→ Brief
Can you copy the records from their start through the line containing "column 46, row 197", replacing "thickest" with "widest" and changing nothing else?

→ Some records
* BEGIN *
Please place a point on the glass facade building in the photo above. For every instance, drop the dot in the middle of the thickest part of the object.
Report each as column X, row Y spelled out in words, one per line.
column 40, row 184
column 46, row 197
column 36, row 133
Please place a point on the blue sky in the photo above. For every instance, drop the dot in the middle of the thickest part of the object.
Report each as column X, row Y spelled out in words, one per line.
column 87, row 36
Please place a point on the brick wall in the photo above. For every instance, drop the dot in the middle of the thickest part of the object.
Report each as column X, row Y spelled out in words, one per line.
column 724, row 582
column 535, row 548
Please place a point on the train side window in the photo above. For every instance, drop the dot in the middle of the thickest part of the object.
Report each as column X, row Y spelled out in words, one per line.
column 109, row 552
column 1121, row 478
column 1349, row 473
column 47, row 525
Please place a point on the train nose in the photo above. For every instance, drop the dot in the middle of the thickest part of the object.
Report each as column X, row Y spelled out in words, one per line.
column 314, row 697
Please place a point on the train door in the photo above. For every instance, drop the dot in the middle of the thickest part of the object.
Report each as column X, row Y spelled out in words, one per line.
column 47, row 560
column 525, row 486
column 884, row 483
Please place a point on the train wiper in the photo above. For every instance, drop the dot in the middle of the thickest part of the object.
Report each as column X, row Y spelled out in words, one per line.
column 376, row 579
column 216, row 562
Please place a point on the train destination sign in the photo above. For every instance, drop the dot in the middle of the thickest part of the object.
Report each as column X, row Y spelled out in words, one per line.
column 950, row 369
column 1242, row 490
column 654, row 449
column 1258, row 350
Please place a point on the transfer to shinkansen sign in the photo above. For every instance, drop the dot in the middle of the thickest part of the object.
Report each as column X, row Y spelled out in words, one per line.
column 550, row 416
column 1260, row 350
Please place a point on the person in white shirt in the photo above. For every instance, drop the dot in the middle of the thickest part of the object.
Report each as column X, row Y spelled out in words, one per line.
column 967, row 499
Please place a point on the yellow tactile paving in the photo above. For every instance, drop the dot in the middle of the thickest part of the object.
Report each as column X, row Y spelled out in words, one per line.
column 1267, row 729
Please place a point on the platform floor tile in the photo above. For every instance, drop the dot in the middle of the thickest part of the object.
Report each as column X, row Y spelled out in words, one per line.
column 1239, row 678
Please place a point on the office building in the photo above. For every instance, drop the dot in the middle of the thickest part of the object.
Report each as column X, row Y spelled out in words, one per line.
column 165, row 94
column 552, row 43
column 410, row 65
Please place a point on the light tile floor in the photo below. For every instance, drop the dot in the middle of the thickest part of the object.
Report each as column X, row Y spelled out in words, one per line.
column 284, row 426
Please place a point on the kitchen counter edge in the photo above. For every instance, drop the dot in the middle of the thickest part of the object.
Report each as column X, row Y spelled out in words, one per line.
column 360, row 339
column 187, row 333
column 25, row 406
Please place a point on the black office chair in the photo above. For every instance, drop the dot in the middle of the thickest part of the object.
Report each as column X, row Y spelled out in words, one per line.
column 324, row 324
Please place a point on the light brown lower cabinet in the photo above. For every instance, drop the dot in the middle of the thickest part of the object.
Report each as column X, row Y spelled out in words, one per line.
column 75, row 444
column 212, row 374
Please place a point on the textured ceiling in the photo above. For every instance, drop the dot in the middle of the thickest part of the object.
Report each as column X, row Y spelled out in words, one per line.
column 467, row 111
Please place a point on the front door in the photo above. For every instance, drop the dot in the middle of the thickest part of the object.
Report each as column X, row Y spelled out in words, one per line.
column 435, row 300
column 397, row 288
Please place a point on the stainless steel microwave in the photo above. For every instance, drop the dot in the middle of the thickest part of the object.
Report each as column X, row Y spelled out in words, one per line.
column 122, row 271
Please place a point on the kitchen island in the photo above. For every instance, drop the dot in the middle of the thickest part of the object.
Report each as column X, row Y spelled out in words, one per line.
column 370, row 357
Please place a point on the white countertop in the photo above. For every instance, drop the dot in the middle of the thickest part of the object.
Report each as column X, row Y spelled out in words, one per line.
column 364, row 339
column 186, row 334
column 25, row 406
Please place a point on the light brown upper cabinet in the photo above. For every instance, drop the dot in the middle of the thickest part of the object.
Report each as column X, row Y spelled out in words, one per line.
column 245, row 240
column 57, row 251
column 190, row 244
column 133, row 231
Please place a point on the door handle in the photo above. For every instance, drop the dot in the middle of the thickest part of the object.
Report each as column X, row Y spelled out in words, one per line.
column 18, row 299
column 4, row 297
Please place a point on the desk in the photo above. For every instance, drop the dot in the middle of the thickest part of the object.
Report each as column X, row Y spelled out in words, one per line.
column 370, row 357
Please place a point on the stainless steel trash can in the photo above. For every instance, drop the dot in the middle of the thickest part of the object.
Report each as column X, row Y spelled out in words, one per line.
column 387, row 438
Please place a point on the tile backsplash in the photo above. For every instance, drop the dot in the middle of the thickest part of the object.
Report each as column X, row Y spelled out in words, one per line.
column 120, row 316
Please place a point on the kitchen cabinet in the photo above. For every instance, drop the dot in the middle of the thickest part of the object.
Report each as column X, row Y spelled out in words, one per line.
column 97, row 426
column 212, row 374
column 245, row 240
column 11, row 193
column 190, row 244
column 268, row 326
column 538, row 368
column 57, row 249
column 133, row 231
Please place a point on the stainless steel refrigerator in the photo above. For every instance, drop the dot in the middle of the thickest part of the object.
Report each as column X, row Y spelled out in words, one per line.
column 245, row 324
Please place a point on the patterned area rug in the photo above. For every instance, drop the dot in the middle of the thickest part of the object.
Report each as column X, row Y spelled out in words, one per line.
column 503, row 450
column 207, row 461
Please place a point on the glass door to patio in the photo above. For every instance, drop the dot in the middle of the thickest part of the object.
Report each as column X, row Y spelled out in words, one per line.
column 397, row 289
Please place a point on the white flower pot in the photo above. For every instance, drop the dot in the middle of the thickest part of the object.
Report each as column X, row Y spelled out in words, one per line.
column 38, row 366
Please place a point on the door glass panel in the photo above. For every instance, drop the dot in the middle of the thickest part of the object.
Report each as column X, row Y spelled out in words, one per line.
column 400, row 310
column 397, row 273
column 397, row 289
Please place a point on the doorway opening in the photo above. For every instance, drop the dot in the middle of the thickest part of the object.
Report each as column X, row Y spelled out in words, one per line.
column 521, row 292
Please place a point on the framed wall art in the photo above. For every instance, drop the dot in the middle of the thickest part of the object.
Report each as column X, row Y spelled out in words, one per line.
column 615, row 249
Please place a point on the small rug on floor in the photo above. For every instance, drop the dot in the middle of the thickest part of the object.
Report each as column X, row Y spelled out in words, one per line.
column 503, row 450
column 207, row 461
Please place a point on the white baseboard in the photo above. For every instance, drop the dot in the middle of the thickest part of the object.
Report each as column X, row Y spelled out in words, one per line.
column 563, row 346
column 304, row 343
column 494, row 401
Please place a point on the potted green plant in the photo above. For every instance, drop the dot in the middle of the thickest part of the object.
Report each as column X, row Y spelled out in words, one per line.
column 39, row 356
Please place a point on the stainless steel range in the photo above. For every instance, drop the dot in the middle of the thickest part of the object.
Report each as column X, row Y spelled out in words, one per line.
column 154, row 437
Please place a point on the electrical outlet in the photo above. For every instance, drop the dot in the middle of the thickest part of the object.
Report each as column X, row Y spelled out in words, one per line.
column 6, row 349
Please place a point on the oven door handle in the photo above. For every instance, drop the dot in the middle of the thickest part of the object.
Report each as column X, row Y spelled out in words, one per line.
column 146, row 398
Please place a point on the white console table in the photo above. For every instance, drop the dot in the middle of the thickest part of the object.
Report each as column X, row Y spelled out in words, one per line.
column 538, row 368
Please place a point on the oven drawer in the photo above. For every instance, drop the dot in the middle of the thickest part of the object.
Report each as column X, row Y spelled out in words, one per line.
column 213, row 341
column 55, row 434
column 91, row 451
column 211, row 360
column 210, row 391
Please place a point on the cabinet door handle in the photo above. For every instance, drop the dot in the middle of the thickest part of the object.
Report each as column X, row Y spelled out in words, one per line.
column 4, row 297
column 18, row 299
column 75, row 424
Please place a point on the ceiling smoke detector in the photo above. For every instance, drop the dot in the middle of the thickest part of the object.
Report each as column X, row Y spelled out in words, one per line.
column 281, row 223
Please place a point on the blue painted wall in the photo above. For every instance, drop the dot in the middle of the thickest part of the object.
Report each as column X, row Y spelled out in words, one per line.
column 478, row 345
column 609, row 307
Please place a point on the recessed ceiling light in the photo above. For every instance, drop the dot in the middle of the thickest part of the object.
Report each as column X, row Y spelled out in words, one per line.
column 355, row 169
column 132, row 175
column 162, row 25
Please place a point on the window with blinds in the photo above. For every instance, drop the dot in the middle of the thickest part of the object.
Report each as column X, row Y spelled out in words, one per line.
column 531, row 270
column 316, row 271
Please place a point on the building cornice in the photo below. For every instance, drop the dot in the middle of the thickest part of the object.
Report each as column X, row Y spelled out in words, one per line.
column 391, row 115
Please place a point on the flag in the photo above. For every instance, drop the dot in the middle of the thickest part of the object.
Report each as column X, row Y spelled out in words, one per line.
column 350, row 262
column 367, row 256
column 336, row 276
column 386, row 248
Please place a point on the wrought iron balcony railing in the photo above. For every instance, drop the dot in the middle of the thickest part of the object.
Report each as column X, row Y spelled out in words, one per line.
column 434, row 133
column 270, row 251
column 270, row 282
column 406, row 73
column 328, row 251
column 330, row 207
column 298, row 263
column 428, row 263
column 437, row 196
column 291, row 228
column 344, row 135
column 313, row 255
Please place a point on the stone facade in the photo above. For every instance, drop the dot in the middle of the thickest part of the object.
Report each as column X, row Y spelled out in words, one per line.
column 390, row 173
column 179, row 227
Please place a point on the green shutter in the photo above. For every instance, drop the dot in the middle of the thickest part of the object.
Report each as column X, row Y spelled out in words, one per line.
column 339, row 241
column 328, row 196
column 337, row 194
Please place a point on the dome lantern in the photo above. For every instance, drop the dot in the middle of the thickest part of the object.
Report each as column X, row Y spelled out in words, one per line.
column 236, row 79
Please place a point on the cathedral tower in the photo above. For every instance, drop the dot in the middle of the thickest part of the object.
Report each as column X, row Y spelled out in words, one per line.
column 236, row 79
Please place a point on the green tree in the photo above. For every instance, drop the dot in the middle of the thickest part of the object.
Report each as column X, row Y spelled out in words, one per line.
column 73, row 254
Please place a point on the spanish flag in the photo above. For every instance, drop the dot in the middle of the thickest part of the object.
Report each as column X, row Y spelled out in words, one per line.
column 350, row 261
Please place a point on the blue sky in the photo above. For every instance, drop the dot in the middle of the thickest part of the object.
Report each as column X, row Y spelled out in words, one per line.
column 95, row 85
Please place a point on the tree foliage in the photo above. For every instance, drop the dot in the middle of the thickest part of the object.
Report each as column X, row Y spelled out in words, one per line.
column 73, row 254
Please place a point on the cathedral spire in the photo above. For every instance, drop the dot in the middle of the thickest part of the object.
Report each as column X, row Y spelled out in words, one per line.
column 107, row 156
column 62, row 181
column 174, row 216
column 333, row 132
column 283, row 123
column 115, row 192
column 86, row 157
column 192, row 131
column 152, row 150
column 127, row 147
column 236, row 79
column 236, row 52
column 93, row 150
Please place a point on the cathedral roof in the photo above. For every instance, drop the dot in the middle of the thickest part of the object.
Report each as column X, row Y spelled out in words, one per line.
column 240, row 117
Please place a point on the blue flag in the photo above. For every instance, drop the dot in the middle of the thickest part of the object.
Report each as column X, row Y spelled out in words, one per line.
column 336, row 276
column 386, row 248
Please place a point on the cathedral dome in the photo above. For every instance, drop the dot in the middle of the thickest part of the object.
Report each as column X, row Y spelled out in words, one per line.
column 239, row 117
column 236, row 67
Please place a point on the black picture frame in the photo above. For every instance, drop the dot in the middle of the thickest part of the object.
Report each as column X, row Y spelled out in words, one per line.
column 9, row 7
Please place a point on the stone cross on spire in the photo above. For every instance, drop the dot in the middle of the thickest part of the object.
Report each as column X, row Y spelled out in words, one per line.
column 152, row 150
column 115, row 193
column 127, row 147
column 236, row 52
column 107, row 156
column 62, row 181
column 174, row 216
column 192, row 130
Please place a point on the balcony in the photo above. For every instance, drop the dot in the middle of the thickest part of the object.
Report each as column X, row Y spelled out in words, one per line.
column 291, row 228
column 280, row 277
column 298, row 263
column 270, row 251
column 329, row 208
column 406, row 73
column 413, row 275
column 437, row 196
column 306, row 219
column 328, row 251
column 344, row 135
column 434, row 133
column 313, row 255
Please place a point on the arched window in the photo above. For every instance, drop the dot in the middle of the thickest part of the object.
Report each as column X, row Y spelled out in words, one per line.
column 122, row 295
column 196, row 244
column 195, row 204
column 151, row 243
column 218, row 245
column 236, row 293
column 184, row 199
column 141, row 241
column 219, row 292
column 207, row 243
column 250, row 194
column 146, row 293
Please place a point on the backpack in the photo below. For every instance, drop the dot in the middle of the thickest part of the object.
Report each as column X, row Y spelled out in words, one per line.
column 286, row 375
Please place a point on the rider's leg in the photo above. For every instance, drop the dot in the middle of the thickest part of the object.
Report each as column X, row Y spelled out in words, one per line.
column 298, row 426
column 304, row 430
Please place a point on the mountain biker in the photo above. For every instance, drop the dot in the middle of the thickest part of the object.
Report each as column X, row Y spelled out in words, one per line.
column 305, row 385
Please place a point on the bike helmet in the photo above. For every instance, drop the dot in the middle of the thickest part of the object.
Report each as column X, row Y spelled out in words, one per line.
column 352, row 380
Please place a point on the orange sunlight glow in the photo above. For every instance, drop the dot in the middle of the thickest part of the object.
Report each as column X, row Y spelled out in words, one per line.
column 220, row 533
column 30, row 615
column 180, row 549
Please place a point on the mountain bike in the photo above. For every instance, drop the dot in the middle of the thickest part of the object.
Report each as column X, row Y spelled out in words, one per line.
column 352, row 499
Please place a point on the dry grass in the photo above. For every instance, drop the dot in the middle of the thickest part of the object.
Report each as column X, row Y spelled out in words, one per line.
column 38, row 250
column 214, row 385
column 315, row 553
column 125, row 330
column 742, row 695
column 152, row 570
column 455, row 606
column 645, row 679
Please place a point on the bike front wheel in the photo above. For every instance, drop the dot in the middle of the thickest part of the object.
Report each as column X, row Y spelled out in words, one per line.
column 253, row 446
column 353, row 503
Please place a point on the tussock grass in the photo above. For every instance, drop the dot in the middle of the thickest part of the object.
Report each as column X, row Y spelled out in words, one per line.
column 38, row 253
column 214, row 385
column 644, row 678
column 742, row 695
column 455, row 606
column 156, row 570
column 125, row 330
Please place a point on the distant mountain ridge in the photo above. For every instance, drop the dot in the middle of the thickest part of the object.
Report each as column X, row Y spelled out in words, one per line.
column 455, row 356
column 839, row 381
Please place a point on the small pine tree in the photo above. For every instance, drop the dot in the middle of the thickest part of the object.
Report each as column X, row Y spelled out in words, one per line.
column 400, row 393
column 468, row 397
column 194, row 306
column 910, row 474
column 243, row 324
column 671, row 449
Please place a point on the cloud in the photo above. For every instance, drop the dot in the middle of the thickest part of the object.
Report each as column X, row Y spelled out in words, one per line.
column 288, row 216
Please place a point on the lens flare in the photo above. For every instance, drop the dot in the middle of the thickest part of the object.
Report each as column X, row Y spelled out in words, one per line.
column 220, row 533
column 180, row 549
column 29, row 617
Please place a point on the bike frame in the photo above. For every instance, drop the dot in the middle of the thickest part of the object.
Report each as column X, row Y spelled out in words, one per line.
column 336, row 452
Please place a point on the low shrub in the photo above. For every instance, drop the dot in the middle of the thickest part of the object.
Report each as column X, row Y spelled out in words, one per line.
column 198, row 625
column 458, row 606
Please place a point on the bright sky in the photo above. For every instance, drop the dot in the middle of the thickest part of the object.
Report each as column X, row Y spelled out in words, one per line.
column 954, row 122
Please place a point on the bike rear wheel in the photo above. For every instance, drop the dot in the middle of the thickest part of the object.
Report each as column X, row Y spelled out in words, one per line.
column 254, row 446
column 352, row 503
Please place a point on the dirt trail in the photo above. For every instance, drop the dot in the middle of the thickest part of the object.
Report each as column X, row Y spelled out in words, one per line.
* END *
→ Exercise solution
Please place a point on the glass facade building in the photo above. For every instance, drop the dot in the middle of the widest part of the object.
Report each as column X, row Y spelled out in words, one per line.
column 40, row 184
column 46, row 197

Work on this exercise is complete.